Reproduce the lines starting at the one containing "eyeglass frame, one" and ending at the one containing "Query: eyeglass frame", substituting "spectacle frame" for "eyeglass frame" and leaving everything else unchanged.

══ STORED RECORDS

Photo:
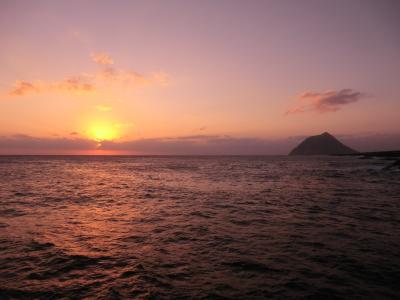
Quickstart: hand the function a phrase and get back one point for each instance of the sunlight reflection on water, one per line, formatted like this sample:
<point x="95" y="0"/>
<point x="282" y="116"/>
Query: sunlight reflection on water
<point x="198" y="227"/>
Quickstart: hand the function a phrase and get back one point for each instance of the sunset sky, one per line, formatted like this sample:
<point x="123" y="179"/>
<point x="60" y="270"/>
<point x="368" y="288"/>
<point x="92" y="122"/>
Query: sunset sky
<point x="197" y="77"/>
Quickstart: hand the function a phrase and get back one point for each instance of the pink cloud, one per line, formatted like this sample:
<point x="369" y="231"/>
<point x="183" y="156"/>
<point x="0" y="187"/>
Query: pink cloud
<point x="102" y="58"/>
<point x="75" y="85"/>
<point x="329" y="101"/>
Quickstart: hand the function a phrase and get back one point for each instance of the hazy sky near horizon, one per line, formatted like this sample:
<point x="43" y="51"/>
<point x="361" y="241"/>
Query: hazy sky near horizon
<point x="149" y="70"/>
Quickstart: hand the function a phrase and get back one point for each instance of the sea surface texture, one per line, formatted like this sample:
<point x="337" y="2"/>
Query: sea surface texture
<point x="198" y="228"/>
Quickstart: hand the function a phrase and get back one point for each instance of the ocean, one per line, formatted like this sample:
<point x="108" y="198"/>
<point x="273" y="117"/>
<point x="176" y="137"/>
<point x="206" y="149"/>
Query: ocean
<point x="223" y="227"/>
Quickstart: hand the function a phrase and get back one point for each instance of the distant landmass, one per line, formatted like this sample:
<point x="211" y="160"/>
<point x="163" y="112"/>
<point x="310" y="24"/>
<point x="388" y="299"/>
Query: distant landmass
<point x="323" y="144"/>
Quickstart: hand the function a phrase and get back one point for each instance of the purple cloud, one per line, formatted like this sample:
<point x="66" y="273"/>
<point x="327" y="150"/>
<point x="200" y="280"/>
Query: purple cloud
<point x="329" y="101"/>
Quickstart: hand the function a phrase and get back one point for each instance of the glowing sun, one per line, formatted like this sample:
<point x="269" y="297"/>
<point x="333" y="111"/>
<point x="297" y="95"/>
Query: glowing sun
<point x="103" y="131"/>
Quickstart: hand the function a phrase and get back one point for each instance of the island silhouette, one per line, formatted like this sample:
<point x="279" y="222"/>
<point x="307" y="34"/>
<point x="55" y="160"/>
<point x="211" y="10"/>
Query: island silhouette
<point x="323" y="144"/>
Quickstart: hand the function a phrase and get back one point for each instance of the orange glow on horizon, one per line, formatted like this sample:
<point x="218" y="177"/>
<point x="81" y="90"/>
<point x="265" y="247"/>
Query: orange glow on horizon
<point x="103" y="131"/>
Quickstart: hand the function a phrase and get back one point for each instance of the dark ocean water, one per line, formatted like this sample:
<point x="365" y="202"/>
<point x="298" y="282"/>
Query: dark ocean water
<point x="198" y="228"/>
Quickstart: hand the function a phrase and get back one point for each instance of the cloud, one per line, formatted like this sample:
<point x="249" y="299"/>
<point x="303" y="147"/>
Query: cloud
<point x="184" y="145"/>
<point x="21" y="143"/>
<point x="329" y="101"/>
<point x="103" y="107"/>
<point x="130" y="78"/>
<point x="102" y="58"/>
<point x="22" y="87"/>
<point x="202" y="145"/>
<point x="74" y="85"/>
<point x="107" y="76"/>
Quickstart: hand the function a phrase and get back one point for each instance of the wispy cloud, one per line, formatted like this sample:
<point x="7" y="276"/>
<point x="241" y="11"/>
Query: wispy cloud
<point x="108" y="75"/>
<point x="103" y="107"/>
<point x="323" y="102"/>
<point x="102" y="58"/>
<point x="74" y="85"/>
<point x="185" y="145"/>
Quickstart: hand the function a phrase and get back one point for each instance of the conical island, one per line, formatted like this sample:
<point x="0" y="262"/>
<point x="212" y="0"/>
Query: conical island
<point x="323" y="144"/>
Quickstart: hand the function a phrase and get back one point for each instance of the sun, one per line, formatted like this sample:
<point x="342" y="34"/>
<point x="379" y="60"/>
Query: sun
<point x="103" y="131"/>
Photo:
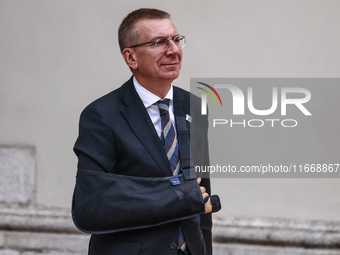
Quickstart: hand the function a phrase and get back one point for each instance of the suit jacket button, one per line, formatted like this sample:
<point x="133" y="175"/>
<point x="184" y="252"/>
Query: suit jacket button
<point x="173" y="245"/>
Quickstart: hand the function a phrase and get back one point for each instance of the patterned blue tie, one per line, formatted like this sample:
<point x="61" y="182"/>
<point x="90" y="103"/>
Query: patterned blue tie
<point x="168" y="136"/>
<point x="169" y="141"/>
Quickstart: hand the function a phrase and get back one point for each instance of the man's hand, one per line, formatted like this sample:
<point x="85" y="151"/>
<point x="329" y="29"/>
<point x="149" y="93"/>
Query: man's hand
<point x="206" y="198"/>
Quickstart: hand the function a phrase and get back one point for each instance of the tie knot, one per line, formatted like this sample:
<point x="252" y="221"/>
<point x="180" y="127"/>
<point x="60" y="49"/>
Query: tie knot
<point x="163" y="106"/>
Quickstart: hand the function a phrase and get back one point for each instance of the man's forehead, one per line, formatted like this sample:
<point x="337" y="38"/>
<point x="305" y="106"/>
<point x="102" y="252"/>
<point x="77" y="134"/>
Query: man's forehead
<point x="150" y="28"/>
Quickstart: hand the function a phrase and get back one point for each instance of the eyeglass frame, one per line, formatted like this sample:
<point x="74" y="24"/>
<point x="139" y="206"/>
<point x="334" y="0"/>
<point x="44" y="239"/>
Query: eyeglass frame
<point x="182" y="37"/>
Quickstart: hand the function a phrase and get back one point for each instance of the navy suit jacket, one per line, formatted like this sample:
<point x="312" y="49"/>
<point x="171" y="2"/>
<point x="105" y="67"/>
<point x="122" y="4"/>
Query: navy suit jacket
<point x="123" y="195"/>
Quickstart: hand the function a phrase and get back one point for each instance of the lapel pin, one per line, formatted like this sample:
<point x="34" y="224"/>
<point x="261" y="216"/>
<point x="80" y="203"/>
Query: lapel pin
<point x="188" y="118"/>
<point x="175" y="181"/>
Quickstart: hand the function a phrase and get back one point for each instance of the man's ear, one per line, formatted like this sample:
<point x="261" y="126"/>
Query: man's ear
<point x="130" y="58"/>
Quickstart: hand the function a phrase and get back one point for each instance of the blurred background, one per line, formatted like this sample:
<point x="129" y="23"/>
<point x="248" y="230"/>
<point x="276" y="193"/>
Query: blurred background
<point x="58" y="56"/>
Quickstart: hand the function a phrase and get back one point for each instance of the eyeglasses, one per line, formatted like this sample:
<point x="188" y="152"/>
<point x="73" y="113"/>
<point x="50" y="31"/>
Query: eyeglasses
<point x="162" y="43"/>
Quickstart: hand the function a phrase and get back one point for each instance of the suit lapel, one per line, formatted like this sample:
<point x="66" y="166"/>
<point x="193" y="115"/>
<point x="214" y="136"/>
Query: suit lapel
<point x="136" y="115"/>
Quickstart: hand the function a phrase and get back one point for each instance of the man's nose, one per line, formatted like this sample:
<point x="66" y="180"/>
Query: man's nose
<point x="173" y="48"/>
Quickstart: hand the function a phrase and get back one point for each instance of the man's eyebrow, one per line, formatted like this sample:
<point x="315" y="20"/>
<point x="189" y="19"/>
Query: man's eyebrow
<point x="161" y="37"/>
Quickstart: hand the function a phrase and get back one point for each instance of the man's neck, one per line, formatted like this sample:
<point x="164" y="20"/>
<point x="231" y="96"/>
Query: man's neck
<point x="159" y="88"/>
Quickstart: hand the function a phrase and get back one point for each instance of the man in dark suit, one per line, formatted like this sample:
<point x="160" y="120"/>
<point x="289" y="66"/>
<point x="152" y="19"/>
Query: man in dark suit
<point x="135" y="191"/>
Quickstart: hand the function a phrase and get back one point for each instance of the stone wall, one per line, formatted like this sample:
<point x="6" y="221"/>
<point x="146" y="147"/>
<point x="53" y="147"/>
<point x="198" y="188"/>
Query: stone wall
<point x="25" y="227"/>
<point x="29" y="229"/>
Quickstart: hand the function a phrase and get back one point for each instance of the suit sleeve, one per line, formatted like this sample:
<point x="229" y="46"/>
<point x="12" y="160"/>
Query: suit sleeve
<point x="104" y="202"/>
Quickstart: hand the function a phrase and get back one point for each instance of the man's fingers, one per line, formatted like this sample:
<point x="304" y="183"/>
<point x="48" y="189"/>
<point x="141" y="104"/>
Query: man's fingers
<point x="205" y="195"/>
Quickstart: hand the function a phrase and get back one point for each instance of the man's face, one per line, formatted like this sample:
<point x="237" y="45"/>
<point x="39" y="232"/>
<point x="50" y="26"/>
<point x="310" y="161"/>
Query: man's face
<point x="153" y="65"/>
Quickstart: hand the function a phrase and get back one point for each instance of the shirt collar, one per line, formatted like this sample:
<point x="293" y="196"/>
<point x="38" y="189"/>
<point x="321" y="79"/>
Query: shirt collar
<point x="147" y="97"/>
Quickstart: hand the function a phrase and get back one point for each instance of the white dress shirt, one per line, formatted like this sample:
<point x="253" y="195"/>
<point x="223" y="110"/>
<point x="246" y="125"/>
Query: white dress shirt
<point x="149" y="99"/>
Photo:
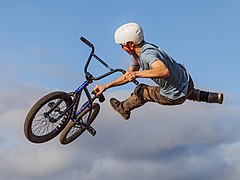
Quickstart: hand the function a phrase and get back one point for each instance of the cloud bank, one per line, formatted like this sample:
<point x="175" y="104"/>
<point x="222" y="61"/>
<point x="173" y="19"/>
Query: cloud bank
<point x="191" y="141"/>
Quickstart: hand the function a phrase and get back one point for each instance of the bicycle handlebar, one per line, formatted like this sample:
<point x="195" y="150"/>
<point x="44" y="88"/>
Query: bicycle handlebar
<point x="102" y="62"/>
<point x="86" y="42"/>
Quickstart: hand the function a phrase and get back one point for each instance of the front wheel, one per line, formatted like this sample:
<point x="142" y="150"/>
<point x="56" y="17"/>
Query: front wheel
<point x="47" y="118"/>
<point x="74" y="129"/>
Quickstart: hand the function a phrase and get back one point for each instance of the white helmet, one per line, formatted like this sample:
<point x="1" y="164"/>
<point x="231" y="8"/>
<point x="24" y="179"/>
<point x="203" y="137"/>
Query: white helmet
<point x="129" y="32"/>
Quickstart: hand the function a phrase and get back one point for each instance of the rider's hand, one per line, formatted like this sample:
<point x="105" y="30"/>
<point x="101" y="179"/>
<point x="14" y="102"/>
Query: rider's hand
<point x="99" y="89"/>
<point x="130" y="76"/>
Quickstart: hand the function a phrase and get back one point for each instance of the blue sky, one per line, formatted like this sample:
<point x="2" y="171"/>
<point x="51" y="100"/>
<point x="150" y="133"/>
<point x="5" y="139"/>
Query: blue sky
<point x="40" y="52"/>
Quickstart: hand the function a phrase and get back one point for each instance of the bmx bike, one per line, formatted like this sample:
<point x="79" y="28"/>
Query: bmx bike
<point x="59" y="111"/>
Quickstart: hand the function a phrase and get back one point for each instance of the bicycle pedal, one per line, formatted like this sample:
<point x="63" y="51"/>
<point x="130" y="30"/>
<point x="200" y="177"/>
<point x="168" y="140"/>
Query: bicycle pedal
<point x="92" y="130"/>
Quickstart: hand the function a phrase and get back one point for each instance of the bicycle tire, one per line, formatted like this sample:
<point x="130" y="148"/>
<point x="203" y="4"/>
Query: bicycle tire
<point x="73" y="130"/>
<point x="37" y="127"/>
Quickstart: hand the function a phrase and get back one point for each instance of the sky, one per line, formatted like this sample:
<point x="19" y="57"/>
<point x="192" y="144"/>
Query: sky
<point x="40" y="52"/>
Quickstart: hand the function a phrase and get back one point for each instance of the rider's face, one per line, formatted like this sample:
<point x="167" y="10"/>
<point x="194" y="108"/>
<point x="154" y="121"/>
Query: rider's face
<point x="129" y="48"/>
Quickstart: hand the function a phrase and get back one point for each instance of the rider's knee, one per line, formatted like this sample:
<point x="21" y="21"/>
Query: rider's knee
<point x="139" y="91"/>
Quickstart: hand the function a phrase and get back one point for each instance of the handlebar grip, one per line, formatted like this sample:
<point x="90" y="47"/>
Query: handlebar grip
<point x="134" y="81"/>
<point x="86" y="41"/>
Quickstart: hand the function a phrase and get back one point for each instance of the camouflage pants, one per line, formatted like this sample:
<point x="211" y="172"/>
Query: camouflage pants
<point x="144" y="93"/>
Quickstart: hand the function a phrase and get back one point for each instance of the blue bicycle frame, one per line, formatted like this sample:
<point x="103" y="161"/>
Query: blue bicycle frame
<point x="89" y="79"/>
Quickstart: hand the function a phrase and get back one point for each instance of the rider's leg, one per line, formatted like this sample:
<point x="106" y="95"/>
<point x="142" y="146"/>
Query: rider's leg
<point x="139" y="97"/>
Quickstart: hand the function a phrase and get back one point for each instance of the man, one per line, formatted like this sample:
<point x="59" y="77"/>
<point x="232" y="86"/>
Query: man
<point x="174" y="84"/>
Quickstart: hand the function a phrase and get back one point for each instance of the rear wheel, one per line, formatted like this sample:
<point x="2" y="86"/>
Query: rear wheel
<point x="46" y="120"/>
<point x="74" y="129"/>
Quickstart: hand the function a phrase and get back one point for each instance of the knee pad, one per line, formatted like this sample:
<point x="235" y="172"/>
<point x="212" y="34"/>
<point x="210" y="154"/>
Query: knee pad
<point x="139" y="90"/>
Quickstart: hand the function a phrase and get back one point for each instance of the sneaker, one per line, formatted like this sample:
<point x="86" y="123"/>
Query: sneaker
<point x="117" y="106"/>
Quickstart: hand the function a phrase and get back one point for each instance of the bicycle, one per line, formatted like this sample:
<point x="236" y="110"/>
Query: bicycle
<point x="59" y="111"/>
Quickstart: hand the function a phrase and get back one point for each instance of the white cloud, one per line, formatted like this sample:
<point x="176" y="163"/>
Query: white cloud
<point x="191" y="141"/>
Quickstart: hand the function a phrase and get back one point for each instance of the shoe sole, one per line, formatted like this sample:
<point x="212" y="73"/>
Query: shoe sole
<point x="117" y="111"/>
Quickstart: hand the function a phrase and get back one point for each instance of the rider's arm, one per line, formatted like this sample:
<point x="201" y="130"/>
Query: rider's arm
<point x="158" y="70"/>
<point x="134" y="68"/>
<point x="99" y="89"/>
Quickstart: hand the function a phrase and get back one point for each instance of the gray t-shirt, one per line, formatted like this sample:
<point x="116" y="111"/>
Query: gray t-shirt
<point x="175" y="86"/>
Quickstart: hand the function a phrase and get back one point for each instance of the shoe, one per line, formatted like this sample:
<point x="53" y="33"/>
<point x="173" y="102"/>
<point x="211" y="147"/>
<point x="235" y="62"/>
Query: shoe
<point x="117" y="106"/>
<point x="220" y="98"/>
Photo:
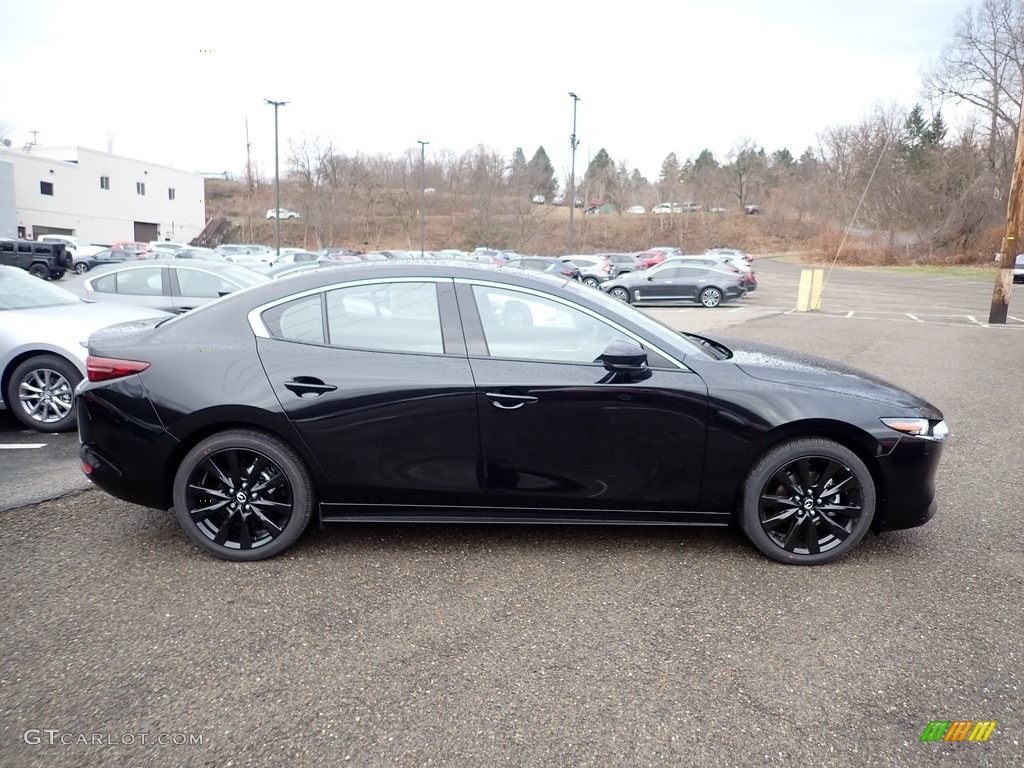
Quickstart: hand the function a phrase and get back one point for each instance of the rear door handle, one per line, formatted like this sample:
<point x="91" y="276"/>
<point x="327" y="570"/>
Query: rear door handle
<point x="308" y="386"/>
<point x="518" y="400"/>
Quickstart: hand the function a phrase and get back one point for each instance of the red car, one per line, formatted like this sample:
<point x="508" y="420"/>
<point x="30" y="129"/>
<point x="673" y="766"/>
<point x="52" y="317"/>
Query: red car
<point x="653" y="256"/>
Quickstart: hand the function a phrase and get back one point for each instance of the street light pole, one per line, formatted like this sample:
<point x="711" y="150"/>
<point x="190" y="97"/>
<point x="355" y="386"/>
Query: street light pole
<point x="423" y="194"/>
<point x="276" y="176"/>
<point x="573" y="142"/>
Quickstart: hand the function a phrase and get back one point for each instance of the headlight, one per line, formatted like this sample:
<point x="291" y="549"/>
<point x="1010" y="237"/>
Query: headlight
<point x="929" y="429"/>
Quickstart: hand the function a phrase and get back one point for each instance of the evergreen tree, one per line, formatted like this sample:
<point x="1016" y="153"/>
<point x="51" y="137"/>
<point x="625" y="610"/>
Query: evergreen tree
<point x="541" y="174"/>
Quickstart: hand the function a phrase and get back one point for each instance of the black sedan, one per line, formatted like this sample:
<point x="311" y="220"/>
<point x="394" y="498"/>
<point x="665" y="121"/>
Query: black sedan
<point x="671" y="283"/>
<point x="430" y="391"/>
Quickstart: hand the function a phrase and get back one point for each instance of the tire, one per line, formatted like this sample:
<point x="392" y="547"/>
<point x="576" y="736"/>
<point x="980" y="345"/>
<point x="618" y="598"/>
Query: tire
<point x="243" y="495"/>
<point x="711" y="297"/>
<point x="620" y="293"/>
<point x="812" y="526"/>
<point x="41" y="393"/>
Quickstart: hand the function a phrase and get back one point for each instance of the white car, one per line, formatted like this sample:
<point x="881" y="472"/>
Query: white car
<point x="43" y="330"/>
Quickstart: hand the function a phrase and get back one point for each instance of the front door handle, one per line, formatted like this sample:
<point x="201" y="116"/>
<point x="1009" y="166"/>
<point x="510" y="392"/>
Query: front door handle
<point x="518" y="400"/>
<point x="308" y="386"/>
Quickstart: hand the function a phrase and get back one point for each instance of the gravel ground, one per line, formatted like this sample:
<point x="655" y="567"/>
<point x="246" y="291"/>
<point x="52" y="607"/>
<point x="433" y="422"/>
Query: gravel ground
<point x="386" y="645"/>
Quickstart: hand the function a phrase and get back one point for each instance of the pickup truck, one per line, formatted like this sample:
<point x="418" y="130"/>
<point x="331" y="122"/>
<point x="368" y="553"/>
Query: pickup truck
<point x="46" y="260"/>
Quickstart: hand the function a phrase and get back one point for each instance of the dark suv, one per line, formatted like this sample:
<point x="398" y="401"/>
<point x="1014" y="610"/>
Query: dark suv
<point x="46" y="260"/>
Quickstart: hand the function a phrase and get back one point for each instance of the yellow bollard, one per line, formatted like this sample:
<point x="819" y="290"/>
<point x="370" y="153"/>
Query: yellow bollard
<point x="811" y="287"/>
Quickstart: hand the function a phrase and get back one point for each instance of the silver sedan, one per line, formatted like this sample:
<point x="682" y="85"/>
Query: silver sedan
<point x="43" y="330"/>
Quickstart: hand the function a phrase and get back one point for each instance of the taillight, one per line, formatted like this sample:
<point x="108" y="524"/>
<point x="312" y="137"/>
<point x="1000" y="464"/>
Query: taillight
<point x="104" y="369"/>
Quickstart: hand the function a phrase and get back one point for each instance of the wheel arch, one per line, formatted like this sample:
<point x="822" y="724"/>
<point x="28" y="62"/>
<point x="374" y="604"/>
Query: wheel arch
<point x="26" y="354"/>
<point x="243" y="418"/>
<point x="858" y="440"/>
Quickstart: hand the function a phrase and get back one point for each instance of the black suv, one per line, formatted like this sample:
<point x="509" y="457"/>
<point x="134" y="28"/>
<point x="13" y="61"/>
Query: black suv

════

- _COMPLETED TASK_:
Quickstart: hand the function a phrase and get back one point for each instance of the spectacle frame, one per line, formatted like this sample:
<point x="74" y="24"/>
<point x="139" y="206"/>
<point x="334" y="0"/>
<point x="44" y="239"/>
Query: spectacle frame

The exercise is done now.